Rows from a dataset
───

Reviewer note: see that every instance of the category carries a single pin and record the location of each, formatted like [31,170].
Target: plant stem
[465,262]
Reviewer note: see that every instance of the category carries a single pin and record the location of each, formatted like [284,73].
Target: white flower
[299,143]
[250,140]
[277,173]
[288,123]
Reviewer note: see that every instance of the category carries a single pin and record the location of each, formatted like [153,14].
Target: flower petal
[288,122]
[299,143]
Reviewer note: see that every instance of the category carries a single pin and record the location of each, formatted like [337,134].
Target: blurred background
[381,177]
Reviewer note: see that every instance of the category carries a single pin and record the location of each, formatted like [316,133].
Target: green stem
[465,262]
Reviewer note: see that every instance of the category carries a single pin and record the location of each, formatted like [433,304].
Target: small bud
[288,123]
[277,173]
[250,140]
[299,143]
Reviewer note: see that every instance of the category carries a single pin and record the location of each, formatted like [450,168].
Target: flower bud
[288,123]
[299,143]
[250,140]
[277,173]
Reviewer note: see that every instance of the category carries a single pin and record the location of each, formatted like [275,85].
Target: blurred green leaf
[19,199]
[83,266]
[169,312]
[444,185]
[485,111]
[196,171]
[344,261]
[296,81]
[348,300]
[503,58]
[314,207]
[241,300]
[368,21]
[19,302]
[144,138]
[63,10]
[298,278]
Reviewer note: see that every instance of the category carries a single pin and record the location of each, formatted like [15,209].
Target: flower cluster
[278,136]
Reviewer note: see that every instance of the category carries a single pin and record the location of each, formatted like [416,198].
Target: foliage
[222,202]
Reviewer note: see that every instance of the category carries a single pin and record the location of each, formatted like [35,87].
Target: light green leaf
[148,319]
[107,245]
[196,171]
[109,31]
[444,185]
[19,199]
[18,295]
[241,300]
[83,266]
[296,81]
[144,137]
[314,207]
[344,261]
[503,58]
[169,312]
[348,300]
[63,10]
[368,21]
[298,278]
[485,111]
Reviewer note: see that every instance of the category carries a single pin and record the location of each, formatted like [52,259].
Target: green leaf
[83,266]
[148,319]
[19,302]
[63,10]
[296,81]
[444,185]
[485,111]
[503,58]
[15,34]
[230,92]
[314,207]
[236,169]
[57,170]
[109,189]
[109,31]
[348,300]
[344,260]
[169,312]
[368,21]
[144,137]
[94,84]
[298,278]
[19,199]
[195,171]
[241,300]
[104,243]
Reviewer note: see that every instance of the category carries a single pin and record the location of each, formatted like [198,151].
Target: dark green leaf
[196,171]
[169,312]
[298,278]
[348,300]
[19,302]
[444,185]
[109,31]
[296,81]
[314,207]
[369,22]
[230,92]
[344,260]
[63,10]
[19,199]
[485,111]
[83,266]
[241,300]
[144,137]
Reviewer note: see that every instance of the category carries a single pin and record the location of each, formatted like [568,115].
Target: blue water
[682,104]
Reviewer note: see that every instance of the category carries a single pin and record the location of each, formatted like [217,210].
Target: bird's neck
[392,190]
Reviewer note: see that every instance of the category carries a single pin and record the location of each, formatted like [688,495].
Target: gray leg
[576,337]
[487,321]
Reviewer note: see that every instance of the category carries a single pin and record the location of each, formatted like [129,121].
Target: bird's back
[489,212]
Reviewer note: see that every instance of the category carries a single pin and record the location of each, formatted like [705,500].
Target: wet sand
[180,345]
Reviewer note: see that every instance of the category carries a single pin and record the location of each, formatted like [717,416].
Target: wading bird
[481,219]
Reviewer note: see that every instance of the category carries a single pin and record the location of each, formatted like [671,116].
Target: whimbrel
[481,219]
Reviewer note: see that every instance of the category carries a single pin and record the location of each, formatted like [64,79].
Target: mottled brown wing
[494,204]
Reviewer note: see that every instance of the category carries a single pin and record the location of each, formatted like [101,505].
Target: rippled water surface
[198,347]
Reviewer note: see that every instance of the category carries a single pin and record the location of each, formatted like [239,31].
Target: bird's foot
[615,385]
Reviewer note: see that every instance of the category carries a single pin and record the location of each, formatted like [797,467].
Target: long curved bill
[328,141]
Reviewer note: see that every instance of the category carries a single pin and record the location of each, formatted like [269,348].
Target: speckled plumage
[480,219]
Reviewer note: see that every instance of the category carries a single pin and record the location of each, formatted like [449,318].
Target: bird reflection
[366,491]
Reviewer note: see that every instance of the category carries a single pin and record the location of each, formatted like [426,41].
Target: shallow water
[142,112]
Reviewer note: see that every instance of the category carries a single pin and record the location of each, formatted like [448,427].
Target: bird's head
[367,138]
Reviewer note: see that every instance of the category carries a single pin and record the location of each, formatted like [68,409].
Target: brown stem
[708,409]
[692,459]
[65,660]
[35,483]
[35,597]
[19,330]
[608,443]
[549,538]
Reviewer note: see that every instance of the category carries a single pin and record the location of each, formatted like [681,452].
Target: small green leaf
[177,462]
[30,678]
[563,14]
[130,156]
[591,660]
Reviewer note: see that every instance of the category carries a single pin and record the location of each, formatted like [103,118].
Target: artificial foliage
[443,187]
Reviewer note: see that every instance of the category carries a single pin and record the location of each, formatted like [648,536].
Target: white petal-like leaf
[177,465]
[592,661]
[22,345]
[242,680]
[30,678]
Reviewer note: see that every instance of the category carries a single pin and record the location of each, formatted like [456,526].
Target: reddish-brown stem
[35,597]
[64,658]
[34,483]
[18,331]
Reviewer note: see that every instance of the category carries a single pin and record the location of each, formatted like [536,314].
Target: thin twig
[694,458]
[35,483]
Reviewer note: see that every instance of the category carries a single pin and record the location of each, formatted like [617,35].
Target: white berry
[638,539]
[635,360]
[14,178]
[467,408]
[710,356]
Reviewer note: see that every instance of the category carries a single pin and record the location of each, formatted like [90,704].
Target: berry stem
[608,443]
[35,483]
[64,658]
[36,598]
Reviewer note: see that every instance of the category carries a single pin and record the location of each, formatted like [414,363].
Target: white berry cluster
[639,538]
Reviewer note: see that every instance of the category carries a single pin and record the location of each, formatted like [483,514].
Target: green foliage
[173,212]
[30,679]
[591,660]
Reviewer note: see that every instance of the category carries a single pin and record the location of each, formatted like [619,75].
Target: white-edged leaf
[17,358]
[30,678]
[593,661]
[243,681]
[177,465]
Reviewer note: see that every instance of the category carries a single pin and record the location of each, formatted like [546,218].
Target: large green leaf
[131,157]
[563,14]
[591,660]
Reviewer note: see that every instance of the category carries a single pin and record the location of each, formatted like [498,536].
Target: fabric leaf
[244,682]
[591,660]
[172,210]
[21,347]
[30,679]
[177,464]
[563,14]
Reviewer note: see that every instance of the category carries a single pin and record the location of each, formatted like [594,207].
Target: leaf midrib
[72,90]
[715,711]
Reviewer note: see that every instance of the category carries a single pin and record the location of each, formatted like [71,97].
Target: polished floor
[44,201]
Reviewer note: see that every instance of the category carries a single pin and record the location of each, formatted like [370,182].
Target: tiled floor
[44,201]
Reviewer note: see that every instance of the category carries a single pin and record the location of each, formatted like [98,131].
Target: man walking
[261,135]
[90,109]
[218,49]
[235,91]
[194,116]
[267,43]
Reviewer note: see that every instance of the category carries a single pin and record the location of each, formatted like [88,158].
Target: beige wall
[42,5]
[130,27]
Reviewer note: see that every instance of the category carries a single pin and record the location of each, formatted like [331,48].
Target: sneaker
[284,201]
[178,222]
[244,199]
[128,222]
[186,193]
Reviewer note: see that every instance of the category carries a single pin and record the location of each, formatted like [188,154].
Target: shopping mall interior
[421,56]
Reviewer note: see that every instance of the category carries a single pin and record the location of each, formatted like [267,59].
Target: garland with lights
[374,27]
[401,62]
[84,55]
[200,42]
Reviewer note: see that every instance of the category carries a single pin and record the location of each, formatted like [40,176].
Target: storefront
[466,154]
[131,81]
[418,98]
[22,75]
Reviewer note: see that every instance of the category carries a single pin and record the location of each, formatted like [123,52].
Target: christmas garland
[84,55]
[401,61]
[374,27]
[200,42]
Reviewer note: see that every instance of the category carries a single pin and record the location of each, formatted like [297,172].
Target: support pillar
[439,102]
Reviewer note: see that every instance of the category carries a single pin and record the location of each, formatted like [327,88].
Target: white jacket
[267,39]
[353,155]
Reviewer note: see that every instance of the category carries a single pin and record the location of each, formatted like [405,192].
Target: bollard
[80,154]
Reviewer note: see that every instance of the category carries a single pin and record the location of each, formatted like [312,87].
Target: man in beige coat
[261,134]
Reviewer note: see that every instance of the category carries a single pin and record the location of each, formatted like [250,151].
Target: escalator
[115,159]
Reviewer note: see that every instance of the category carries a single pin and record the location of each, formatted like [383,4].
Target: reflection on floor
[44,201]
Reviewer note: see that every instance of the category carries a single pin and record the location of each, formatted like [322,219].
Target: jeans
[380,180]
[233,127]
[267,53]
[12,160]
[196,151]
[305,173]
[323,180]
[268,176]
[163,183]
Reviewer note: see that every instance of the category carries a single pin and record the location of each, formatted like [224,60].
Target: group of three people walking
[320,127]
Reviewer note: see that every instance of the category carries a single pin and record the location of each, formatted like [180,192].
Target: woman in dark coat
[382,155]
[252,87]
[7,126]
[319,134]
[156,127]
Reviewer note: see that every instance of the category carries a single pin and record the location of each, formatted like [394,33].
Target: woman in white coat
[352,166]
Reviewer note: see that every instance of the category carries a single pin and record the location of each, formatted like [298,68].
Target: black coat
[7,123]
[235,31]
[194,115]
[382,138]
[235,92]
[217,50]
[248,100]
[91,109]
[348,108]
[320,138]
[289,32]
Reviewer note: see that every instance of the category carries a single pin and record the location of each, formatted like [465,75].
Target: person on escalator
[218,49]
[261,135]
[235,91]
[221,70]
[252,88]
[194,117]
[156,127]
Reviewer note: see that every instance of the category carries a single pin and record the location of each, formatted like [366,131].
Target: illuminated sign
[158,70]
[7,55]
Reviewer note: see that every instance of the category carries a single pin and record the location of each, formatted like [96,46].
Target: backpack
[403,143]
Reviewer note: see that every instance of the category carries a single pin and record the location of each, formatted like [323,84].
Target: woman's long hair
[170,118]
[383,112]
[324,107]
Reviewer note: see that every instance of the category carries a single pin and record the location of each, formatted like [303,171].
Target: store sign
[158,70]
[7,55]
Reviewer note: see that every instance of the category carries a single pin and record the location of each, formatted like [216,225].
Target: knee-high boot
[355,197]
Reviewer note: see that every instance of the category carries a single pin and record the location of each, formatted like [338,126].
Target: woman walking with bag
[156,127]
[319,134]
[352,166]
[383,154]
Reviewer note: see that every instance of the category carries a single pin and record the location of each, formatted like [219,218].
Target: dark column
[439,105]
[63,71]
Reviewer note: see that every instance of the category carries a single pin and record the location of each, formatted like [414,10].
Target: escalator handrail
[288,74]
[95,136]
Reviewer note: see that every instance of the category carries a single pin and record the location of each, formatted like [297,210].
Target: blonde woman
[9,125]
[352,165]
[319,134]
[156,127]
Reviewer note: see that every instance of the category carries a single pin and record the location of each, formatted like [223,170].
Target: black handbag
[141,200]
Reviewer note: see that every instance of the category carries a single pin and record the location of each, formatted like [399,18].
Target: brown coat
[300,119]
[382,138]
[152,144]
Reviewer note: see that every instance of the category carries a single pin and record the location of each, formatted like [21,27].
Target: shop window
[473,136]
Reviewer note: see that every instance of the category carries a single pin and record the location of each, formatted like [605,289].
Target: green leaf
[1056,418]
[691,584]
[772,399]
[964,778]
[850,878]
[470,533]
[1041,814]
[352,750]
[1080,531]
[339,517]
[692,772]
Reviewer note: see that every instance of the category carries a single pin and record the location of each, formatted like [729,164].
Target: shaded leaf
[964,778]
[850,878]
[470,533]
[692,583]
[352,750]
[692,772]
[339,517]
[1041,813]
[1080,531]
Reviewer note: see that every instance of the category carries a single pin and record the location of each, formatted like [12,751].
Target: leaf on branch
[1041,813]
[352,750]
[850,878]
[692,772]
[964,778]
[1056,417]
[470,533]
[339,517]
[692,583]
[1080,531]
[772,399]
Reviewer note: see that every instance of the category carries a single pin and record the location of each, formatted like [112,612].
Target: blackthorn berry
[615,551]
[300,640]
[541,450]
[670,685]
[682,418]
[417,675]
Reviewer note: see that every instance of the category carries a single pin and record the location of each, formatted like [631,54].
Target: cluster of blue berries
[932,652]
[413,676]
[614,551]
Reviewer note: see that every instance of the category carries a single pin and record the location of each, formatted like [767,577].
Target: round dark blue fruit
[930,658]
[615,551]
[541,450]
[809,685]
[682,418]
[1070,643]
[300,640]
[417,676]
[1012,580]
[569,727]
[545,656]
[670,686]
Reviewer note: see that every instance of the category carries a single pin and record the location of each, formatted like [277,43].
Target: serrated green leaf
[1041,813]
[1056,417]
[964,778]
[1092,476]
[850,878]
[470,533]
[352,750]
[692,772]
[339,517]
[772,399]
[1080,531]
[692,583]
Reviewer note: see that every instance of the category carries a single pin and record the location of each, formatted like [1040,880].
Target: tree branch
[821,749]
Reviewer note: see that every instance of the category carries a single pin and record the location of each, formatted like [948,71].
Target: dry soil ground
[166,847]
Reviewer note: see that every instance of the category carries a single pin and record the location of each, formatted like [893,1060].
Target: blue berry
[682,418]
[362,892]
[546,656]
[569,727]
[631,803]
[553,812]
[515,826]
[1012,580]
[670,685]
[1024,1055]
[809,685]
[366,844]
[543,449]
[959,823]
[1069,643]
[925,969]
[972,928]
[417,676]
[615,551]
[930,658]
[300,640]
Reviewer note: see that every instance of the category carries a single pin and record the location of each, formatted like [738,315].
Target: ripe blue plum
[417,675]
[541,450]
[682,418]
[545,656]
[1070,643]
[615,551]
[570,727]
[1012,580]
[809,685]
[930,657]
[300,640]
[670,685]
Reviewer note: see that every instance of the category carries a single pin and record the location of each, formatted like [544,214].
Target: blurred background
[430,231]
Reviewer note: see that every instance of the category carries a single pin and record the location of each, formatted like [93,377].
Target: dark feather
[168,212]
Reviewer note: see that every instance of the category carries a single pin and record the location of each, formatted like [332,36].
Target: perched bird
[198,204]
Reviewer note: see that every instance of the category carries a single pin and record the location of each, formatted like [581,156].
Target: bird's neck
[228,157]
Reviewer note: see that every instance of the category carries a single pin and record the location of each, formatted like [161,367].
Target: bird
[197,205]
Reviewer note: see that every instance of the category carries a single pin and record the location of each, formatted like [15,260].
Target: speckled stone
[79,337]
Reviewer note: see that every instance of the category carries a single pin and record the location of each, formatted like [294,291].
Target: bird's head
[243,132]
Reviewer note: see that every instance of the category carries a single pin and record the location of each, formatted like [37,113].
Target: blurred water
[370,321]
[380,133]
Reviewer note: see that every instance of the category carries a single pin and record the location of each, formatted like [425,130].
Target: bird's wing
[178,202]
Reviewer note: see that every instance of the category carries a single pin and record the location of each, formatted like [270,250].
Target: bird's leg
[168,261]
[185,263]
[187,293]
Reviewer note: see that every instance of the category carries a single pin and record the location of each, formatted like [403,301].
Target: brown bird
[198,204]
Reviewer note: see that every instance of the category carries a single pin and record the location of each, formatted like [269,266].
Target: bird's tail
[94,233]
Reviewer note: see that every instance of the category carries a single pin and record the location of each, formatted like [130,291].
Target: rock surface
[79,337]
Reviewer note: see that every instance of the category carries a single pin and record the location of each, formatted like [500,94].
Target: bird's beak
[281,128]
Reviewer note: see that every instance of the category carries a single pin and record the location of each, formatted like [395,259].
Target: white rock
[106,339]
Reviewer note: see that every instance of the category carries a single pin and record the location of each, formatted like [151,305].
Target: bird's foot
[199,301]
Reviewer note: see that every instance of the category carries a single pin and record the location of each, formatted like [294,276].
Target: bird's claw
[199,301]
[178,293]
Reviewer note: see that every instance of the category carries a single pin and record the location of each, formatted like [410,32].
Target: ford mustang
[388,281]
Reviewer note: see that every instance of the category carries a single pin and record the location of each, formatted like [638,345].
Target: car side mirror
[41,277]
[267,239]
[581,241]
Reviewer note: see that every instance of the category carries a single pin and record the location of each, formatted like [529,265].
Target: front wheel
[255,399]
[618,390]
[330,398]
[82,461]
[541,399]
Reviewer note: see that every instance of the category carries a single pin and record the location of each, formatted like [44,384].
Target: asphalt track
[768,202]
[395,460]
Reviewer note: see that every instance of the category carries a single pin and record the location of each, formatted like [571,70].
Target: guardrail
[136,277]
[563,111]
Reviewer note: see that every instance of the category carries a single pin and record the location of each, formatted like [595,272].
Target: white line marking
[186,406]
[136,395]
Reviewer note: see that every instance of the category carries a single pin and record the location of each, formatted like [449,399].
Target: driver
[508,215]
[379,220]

───

▶ [Exercise instructions] Give again the rows from the line containing "formatted like [595,272]." through the end of the rows, including both of those lines.

▶ [Result of the task]
Reviewer note: see that every instance of the category carries a single pin and record the location of each, formatted like [595,272].
Target: white line marking
[186,406]
[136,395]
Reviewer note: see that every instance of the category carries a single pin and record the location of each, formatted like [449,399].
Target: driver
[508,215]
[379,220]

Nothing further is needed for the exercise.